## Begin Data supplied

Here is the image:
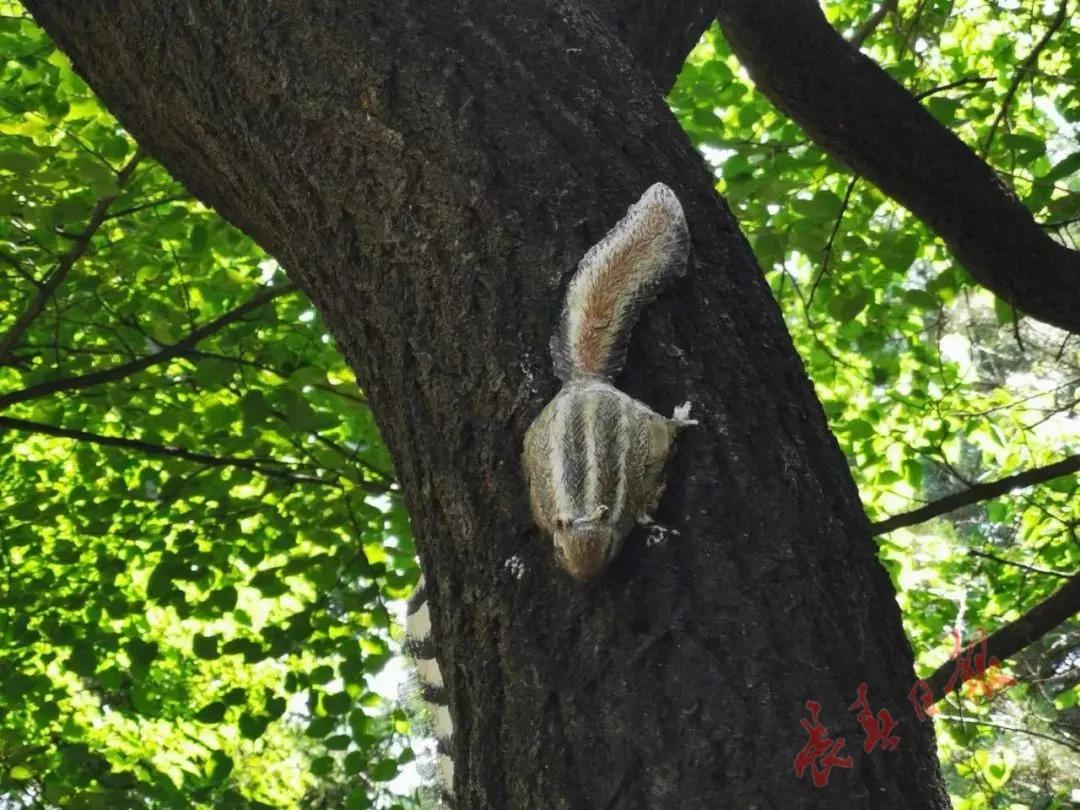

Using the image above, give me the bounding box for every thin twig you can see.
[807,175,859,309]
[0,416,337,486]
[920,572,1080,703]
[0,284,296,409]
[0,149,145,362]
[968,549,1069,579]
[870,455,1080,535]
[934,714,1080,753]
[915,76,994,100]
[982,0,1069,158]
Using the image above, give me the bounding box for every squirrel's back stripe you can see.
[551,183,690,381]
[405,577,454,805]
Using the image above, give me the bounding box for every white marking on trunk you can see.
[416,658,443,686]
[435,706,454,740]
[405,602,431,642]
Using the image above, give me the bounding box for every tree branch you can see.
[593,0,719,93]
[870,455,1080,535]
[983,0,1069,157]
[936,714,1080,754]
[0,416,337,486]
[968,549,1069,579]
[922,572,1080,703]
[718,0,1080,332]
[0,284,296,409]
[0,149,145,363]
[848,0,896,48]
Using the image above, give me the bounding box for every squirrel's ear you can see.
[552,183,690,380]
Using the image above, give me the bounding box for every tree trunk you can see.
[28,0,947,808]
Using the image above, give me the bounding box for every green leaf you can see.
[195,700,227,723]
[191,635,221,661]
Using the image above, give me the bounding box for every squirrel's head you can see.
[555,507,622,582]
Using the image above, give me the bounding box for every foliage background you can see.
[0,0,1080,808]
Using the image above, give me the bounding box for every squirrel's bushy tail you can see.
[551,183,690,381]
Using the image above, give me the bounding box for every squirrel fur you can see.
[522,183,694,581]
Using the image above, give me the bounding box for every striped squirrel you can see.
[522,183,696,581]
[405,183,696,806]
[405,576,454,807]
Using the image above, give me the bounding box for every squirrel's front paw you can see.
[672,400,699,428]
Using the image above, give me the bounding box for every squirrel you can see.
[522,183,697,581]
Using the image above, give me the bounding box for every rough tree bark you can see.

## End Data supplied

(What to work on)
Select every line of the records that contains the string "tree", matching case exactly.

(Output)
Using the image above, give me the bounding box for every tree branch you can see.
Using the image above, give me the bounding box for every tree trunk you can see.
Using the image above, give me the bounding box for every rough tree bark you can see.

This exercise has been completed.